TRY IT – Restrict the output to the lines below starting at the one that contains "Target: golden statue" and ending at the one that contains "Target: small wooden stool", and restate them word for word, both ends included.

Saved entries

┏━━

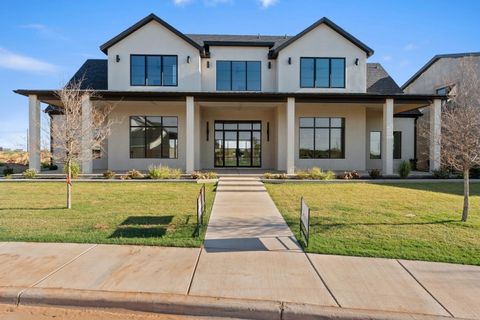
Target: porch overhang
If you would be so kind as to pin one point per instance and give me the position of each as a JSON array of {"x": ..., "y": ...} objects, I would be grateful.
[{"x": 403, "y": 102}]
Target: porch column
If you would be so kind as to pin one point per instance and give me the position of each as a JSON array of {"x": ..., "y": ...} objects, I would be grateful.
[
  {"x": 290, "y": 135},
  {"x": 435, "y": 133},
  {"x": 387, "y": 137},
  {"x": 87, "y": 135},
  {"x": 190, "y": 135},
  {"x": 33, "y": 132}
]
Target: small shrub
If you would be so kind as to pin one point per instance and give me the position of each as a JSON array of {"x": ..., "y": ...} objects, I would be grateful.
[
  {"x": 109, "y": 174},
  {"x": 316, "y": 174},
  {"x": 349, "y": 175},
  {"x": 404, "y": 169},
  {"x": 7, "y": 171},
  {"x": 375, "y": 173},
  {"x": 441, "y": 173},
  {"x": 30, "y": 173},
  {"x": 134, "y": 174},
  {"x": 163, "y": 172},
  {"x": 75, "y": 169}
]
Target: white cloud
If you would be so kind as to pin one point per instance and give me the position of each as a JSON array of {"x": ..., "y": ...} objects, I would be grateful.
[
  {"x": 181, "y": 3},
  {"x": 14, "y": 61},
  {"x": 409, "y": 47},
  {"x": 267, "y": 3}
]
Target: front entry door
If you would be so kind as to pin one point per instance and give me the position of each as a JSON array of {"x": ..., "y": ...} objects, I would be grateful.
[{"x": 237, "y": 144}]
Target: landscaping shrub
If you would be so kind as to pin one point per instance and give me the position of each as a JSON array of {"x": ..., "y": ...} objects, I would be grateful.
[
  {"x": 349, "y": 175},
  {"x": 30, "y": 173},
  {"x": 75, "y": 169},
  {"x": 316, "y": 174},
  {"x": 404, "y": 169},
  {"x": 109, "y": 174},
  {"x": 441, "y": 173},
  {"x": 7, "y": 171},
  {"x": 163, "y": 172},
  {"x": 375, "y": 173}
]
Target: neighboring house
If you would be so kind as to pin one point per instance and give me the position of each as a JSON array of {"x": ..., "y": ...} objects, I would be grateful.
[
  {"x": 437, "y": 76},
  {"x": 221, "y": 101}
]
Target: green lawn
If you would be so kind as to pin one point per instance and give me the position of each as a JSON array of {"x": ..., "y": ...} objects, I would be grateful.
[
  {"x": 408, "y": 220},
  {"x": 121, "y": 213}
]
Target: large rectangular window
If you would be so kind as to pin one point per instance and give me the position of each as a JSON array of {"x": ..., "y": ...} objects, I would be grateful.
[
  {"x": 322, "y": 138},
  {"x": 153, "y": 137},
  {"x": 239, "y": 76},
  {"x": 322, "y": 72},
  {"x": 375, "y": 145},
  {"x": 397, "y": 144},
  {"x": 153, "y": 70}
]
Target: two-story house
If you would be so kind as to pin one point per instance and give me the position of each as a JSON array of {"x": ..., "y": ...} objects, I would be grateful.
[
  {"x": 197, "y": 101},
  {"x": 438, "y": 76}
]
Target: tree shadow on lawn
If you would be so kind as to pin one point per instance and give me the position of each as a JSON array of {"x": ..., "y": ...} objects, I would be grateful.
[
  {"x": 142, "y": 227},
  {"x": 453, "y": 188},
  {"x": 328, "y": 226}
]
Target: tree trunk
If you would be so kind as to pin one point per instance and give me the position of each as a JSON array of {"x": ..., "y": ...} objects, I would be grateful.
[
  {"x": 69, "y": 185},
  {"x": 466, "y": 194}
]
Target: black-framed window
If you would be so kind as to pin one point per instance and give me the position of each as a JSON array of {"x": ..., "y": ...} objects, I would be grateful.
[
  {"x": 239, "y": 75},
  {"x": 153, "y": 70},
  {"x": 322, "y": 138},
  {"x": 397, "y": 144},
  {"x": 375, "y": 145},
  {"x": 322, "y": 72},
  {"x": 153, "y": 137}
]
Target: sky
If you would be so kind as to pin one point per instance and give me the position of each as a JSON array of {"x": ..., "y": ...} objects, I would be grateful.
[{"x": 43, "y": 43}]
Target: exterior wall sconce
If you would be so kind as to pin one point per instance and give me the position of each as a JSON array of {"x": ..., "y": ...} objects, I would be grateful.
[{"x": 208, "y": 131}]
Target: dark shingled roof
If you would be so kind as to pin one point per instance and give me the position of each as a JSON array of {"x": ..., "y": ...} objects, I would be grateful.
[{"x": 434, "y": 59}]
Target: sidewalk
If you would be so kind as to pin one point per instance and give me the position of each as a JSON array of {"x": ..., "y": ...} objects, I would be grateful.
[{"x": 251, "y": 266}]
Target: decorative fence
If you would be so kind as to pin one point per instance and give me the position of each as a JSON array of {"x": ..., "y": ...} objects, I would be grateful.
[
  {"x": 201, "y": 207},
  {"x": 304, "y": 221}
]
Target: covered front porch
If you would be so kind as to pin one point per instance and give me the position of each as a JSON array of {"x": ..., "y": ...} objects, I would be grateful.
[{"x": 221, "y": 131}]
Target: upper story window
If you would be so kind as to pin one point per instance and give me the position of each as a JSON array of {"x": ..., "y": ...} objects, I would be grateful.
[
  {"x": 239, "y": 76},
  {"x": 153, "y": 70},
  {"x": 322, "y": 72}
]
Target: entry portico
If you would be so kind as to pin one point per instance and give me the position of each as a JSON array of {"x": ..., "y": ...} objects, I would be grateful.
[{"x": 261, "y": 130}]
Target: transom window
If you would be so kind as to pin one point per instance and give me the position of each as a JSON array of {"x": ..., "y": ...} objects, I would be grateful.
[
  {"x": 322, "y": 72},
  {"x": 322, "y": 138},
  {"x": 153, "y": 137},
  {"x": 239, "y": 76},
  {"x": 153, "y": 70}
]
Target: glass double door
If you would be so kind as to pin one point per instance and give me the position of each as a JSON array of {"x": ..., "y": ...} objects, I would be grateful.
[{"x": 238, "y": 144}]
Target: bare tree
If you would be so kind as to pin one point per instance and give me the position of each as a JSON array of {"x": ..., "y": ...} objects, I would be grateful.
[
  {"x": 460, "y": 137},
  {"x": 71, "y": 136}
]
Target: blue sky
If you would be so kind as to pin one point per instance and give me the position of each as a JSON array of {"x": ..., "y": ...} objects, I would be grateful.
[{"x": 42, "y": 43}]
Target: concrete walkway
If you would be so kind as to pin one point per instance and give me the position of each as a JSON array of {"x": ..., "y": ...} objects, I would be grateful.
[{"x": 250, "y": 260}]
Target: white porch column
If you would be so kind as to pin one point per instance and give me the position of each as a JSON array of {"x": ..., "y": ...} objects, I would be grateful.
[
  {"x": 387, "y": 137},
  {"x": 435, "y": 132},
  {"x": 33, "y": 132},
  {"x": 190, "y": 135},
  {"x": 87, "y": 135},
  {"x": 290, "y": 135}
]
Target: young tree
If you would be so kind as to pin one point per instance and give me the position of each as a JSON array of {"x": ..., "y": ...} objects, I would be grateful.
[
  {"x": 460, "y": 137},
  {"x": 70, "y": 135}
]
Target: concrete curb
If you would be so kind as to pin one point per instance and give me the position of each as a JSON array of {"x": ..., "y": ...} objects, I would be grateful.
[{"x": 193, "y": 305}]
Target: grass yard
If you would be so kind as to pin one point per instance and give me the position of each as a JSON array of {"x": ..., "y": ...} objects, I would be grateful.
[
  {"x": 121, "y": 213},
  {"x": 418, "y": 221}
]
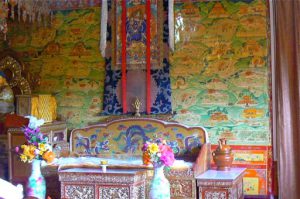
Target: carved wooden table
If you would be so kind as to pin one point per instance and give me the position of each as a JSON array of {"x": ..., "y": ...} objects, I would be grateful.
[
  {"x": 80, "y": 183},
  {"x": 221, "y": 184}
]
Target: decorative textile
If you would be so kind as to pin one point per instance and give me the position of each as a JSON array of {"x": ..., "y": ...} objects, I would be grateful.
[
  {"x": 287, "y": 88},
  {"x": 148, "y": 54},
  {"x": 136, "y": 35},
  {"x": 104, "y": 15},
  {"x": 128, "y": 136},
  {"x": 171, "y": 24},
  {"x": 151, "y": 84}
]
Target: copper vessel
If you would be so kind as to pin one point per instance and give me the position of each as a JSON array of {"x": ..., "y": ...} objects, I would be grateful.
[{"x": 223, "y": 156}]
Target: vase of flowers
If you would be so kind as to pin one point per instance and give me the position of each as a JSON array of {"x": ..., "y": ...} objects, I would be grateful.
[
  {"x": 34, "y": 150},
  {"x": 160, "y": 155}
]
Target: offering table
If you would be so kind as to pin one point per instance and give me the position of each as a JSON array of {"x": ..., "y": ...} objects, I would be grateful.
[
  {"x": 78, "y": 183},
  {"x": 221, "y": 184}
]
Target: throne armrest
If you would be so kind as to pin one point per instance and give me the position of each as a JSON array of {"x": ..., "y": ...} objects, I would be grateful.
[{"x": 202, "y": 162}]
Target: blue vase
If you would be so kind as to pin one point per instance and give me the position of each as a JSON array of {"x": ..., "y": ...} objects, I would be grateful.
[
  {"x": 36, "y": 185},
  {"x": 160, "y": 185}
]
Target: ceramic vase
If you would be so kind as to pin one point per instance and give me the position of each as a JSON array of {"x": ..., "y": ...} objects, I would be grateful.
[
  {"x": 160, "y": 185},
  {"x": 36, "y": 185}
]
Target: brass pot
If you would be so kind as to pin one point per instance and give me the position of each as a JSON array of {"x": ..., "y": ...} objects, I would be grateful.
[{"x": 223, "y": 156}]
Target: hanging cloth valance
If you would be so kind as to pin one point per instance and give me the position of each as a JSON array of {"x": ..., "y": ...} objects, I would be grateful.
[
  {"x": 103, "y": 30},
  {"x": 171, "y": 24}
]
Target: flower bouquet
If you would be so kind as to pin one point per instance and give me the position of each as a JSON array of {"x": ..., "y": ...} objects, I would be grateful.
[
  {"x": 36, "y": 146},
  {"x": 34, "y": 150},
  {"x": 158, "y": 153}
]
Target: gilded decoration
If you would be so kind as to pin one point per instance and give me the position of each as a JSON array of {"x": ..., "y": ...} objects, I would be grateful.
[
  {"x": 136, "y": 35},
  {"x": 12, "y": 67}
]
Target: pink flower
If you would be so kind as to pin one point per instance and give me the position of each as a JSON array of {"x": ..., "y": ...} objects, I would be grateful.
[{"x": 167, "y": 158}]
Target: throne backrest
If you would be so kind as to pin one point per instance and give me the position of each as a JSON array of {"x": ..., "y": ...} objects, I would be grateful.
[{"x": 126, "y": 137}]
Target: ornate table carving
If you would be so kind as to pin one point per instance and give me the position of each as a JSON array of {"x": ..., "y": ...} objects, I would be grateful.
[
  {"x": 221, "y": 184},
  {"x": 93, "y": 183}
]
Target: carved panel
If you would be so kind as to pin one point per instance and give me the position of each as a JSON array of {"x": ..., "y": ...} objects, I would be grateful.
[
  {"x": 215, "y": 195},
  {"x": 138, "y": 192},
  {"x": 79, "y": 192},
  {"x": 119, "y": 179},
  {"x": 180, "y": 173},
  {"x": 183, "y": 188},
  {"x": 109, "y": 192}
]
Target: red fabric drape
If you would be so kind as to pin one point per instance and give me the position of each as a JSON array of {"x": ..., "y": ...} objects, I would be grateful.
[
  {"x": 123, "y": 65},
  {"x": 148, "y": 55},
  {"x": 287, "y": 91}
]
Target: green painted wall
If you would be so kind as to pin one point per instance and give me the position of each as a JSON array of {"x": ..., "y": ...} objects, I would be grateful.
[{"x": 219, "y": 70}]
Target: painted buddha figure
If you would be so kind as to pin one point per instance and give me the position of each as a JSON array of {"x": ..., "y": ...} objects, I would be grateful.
[{"x": 6, "y": 96}]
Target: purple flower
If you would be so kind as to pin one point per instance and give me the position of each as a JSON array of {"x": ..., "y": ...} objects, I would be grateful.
[{"x": 145, "y": 147}]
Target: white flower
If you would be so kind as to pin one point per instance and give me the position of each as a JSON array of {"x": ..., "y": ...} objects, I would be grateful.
[{"x": 34, "y": 122}]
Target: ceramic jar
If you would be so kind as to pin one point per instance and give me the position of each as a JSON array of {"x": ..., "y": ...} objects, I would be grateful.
[{"x": 223, "y": 156}]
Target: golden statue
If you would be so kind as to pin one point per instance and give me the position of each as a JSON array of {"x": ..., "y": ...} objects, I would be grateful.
[
  {"x": 137, "y": 106},
  {"x": 6, "y": 96}
]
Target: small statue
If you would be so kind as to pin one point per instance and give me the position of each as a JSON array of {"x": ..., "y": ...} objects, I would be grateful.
[
  {"x": 137, "y": 106},
  {"x": 6, "y": 96}
]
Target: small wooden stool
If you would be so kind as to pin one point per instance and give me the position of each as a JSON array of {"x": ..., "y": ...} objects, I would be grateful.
[{"x": 221, "y": 184}]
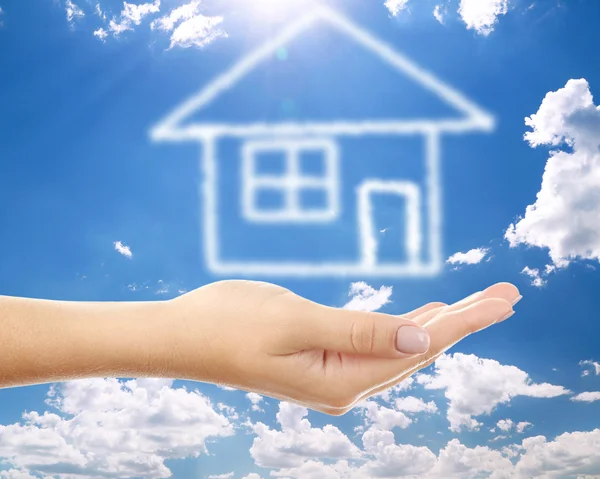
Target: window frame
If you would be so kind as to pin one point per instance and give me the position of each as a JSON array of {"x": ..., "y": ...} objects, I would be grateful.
[{"x": 291, "y": 182}]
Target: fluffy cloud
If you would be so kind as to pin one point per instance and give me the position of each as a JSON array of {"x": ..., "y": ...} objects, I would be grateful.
[
  {"x": 473, "y": 256},
  {"x": 298, "y": 441},
  {"x": 367, "y": 298},
  {"x": 73, "y": 11},
  {"x": 521, "y": 426},
  {"x": 132, "y": 15},
  {"x": 590, "y": 367},
  {"x": 507, "y": 425},
  {"x": 255, "y": 399},
  {"x": 440, "y": 12},
  {"x": 457, "y": 461},
  {"x": 413, "y": 404},
  {"x": 482, "y": 15},
  {"x": 123, "y": 249},
  {"x": 396, "y": 6},
  {"x": 383, "y": 418},
  {"x": 105, "y": 427},
  {"x": 184, "y": 12},
  {"x": 188, "y": 27},
  {"x": 101, "y": 34},
  {"x": 589, "y": 396},
  {"x": 564, "y": 217},
  {"x": 536, "y": 277},
  {"x": 569, "y": 455},
  {"x": 198, "y": 31},
  {"x": 475, "y": 386}
]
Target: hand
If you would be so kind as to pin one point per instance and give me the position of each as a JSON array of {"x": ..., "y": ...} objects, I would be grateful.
[{"x": 263, "y": 338}]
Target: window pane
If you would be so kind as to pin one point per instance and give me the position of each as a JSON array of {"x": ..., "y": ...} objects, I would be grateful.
[
  {"x": 269, "y": 199},
  {"x": 312, "y": 163},
  {"x": 270, "y": 163},
  {"x": 313, "y": 199}
]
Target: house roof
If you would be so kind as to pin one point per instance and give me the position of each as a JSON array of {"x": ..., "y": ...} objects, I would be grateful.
[{"x": 179, "y": 124}]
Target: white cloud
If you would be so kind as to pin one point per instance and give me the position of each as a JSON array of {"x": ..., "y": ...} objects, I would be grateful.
[
  {"x": 564, "y": 217},
  {"x": 123, "y": 249},
  {"x": 255, "y": 399},
  {"x": 197, "y": 31},
  {"x": 590, "y": 366},
  {"x": 505, "y": 425},
  {"x": 383, "y": 418},
  {"x": 457, "y": 461},
  {"x": 440, "y": 12},
  {"x": 536, "y": 277},
  {"x": 413, "y": 404},
  {"x": 367, "y": 298},
  {"x": 482, "y": 15},
  {"x": 109, "y": 428},
  {"x": 569, "y": 455},
  {"x": 475, "y": 386},
  {"x": 387, "y": 394},
  {"x": 521, "y": 426},
  {"x": 132, "y": 15},
  {"x": 396, "y": 6},
  {"x": 473, "y": 256},
  {"x": 98, "y": 10},
  {"x": 184, "y": 12},
  {"x": 394, "y": 460},
  {"x": 73, "y": 11},
  {"x": 588, "y": 396},
  {"x": 298, "y": 441},
  {"x": 101, "y": 34}
]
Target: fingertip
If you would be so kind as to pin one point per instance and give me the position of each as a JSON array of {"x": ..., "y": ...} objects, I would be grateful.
[{"x": 507, "y": 291}]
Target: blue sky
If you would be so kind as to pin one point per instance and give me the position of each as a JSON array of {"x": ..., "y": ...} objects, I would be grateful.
[{"x": 92, "y": 209}]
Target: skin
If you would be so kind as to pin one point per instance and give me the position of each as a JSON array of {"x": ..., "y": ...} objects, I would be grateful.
[{"x": 250, "y": 335}]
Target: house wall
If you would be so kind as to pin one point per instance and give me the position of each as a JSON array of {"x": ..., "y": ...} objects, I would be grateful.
[{"x": 393, "y": 158}]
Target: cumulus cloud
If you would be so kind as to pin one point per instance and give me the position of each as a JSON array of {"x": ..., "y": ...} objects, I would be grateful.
[
  {"x": 564, "y": 217},
  {"x": 440, "y": 12},
  {"x": 73, "y": 11},
  {"x": 367, "y": 298},
  {"x": 101, "y": 34},
  {"x": 475, "y": 386},
  {"x": 298, "y": 441},
  {"x": 482, "y": 15},
  {"x": 123, "y": 249},
  {"x": 255, "y": 399},
  {"x": 474, "y": 256},
  {"x": 507, "y": 425},
  {"x": 588, "y": 396},
  {"x": 197, "y": 31},
  {"x": 168, "y": 22},
  {"x": 413, "y": 404},
  {"x": 132, "y": 15},
  {"x": 396, "y": 6},
  {"x": 569, "y": 455},
  {"x": 589, "y": 367},
  {"x": 536, "y": 277},
  {"x": 111, "y": 428}
]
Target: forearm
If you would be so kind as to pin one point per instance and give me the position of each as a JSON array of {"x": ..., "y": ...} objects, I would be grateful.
[{"x": 46, "y": 341}]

┗━━

RESPONSE TO THE TASK –
Target: golden statue
If you would be so kind as to pin one point per instance and give me the position of each as a JSON array of {"x": ..., "y": ...} objects, I would be grateful.
[
  {"x": 137, "y": 106},
  {"x": 6, "y": 96}
]
Target: small statue
If you would be so kind as to pin one point per instance and give me the position of each as a JSON array of {"x": ..., "y": ...} objects, I would be grateful.
[
  {"x": 137, "y": 106},
  {"x": 6, "y": 96}
]
Target: small wooden stool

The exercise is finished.